Given instruction 1 »
From the SPARQL guide below, extract the passage that starts with "Resource Description Framework" and runs through "artists and paintings.".

Document »

RDF elementary guide part 3: SPARQL querying knowledge graphs and datasets with semantic meaning

Resource Description Framework (RDF) is an open standard by W3C for describing concepts and resources digitally with semantic meaning. The SPARQL standard is syntax and protocol for making querying and manipulating datasets in RDF format. The standard is comprehensive and includes everything from searching, updating, exporting and maintaining RDF datasets and can be compared with the SQL standard for relational databases. With the difference that SPARQL is applied to datasets with triplets pattern – subject, predicate, object and has a semantic meaning. The guide is based on the previously presented knowledge graph with artists and paintings.

Select

The keyword SELECT is used to search for data in triple format and the result is presented in tabular form with rows and columns. SELECT connects results from the graph to variables defined in the query. The WHERE clause must follow the triplet pattern of subjects, predicates and objects to specify which resources to search for.

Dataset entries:
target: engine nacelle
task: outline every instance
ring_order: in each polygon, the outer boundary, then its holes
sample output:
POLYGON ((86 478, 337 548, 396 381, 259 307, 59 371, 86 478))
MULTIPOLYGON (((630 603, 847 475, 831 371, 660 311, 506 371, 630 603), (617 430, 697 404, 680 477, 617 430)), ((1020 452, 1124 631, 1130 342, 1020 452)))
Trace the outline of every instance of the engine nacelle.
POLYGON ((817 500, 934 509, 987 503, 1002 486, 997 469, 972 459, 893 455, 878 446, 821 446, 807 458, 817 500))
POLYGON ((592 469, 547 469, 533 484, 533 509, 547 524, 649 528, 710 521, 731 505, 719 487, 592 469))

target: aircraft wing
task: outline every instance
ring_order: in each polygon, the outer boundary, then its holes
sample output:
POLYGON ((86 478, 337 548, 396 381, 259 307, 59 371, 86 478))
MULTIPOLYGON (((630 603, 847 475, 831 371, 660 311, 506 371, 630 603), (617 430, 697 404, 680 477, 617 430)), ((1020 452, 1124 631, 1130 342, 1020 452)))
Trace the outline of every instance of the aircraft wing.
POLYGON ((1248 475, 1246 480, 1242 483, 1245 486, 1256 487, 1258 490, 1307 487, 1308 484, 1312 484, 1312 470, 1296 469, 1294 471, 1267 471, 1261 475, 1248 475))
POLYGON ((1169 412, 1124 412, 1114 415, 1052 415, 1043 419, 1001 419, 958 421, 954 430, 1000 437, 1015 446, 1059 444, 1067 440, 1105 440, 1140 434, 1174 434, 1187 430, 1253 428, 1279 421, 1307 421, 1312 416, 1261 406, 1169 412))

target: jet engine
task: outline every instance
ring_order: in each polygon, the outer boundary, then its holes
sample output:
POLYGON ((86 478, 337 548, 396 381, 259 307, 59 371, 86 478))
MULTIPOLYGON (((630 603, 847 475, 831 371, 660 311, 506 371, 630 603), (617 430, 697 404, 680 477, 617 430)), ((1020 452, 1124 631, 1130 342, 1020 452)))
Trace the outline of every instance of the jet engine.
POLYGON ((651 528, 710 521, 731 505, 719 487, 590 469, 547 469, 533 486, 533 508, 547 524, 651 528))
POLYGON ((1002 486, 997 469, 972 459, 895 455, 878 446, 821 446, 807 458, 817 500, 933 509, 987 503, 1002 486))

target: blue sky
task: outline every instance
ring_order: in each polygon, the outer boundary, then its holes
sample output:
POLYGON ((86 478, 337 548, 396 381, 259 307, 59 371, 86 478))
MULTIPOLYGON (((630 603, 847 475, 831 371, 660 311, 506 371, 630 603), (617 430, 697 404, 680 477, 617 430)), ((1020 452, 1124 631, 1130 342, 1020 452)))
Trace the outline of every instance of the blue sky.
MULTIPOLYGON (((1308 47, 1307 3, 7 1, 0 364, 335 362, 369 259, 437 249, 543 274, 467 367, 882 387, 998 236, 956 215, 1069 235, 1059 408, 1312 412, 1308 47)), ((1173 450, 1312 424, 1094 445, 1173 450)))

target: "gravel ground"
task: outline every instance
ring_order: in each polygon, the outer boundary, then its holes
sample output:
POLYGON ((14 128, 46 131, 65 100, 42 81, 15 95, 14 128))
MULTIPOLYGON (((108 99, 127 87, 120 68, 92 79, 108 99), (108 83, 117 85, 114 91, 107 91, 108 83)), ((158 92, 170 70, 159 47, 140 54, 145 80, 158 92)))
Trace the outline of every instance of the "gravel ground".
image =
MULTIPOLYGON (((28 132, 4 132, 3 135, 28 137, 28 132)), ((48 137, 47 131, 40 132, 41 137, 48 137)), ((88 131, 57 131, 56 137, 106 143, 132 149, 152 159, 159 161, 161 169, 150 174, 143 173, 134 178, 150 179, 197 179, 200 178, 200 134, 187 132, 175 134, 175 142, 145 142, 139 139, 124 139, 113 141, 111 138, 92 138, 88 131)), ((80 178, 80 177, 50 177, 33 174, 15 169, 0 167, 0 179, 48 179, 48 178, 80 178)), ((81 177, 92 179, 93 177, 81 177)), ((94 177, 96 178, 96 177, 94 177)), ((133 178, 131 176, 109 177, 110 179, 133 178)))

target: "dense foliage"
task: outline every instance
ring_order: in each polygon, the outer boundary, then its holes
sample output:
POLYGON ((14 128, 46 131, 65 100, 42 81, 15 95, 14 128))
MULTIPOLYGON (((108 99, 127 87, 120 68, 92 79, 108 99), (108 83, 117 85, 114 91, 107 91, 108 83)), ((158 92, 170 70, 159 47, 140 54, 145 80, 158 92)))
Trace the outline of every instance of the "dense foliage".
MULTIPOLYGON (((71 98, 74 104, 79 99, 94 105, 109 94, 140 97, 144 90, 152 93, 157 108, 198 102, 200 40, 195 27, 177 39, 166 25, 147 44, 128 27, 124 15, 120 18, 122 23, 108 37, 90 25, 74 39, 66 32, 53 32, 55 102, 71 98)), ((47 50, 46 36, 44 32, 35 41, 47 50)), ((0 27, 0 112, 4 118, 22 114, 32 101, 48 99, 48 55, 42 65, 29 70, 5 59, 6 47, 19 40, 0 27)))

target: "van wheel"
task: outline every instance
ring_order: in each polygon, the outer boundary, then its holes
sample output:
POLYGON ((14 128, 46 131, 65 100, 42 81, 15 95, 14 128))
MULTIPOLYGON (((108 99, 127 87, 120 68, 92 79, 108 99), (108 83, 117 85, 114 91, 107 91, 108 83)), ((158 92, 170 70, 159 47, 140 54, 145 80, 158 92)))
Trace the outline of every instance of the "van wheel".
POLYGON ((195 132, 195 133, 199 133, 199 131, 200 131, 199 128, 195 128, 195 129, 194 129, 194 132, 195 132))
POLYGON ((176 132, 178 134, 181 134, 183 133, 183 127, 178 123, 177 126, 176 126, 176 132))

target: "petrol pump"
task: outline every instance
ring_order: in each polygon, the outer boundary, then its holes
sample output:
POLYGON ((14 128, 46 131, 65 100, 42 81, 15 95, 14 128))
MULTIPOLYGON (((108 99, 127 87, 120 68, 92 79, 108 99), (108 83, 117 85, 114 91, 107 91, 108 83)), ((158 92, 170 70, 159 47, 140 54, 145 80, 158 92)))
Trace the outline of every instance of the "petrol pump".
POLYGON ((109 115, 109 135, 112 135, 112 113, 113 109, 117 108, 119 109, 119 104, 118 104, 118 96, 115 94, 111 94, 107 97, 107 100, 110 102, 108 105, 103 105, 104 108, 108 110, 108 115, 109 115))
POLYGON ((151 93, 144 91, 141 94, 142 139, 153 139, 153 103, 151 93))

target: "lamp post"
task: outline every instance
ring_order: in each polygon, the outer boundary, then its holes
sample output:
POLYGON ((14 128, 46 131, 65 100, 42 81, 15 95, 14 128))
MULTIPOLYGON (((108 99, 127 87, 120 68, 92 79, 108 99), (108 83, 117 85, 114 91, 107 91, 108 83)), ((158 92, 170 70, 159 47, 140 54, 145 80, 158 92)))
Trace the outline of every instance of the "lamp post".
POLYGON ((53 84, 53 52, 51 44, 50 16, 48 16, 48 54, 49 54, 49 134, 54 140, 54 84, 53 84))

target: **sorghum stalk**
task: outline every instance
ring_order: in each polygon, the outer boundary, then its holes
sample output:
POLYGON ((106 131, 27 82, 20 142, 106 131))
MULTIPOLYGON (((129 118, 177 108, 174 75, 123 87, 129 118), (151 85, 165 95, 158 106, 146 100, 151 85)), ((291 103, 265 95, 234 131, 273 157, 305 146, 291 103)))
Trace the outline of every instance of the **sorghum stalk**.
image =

Given instruction 2 »
Copy the lines of the records above, starting with the line that contains "target: jet engine" and going on through the line that contains "POLYGON ((1002 486, 997".

Full solution 1 »
Resource Description Framework (RDF) is an open standard by W3C for describing concepts and resources digitally with semantic meaning. The SPARQL standard is syntax and protocol for making querying and manipulating datasets in RDF format. The standard is comprehensive and includes everything from searching, updating, exporting and maintaining RDF datasets and can be compared with the SQL standard for relational databases. With the difference that SPARQL is applied to datasets with triplets pattern – subject, predicate, object and has a semantic meaning. The guide is based on the previously presented knowledge graph with artists and paintings.

Full solution 2 »
target: jet engine
task: outline every instance
ring_order: in each polygon, the outer boundary, then its holes
sample output:
POLYGON ((86 478, 337 548, 396 381, 259 307, 59 371, 86 478))
MULTIPOLYGON (((630 603, 847 475, 831 371, 660 311, 506 371, 630 603), (617 430, 697 404, 680 477, 617 430)), ((1020 452, 1124 631, 1130 342, 1020 452)))
Trace the outline of every instance of the jet engine.
POLYGON ((651 528, 710 521, 731 505, 719 487, 590 469, 547 469, 533 486, 533 508, 547 524, 651 528))
POLYGON ((1002 486, 997 469, 972 459, 895 455, 878 446, 821 446, 807 458, 817 500, 933 509, 987 503, 1002 486))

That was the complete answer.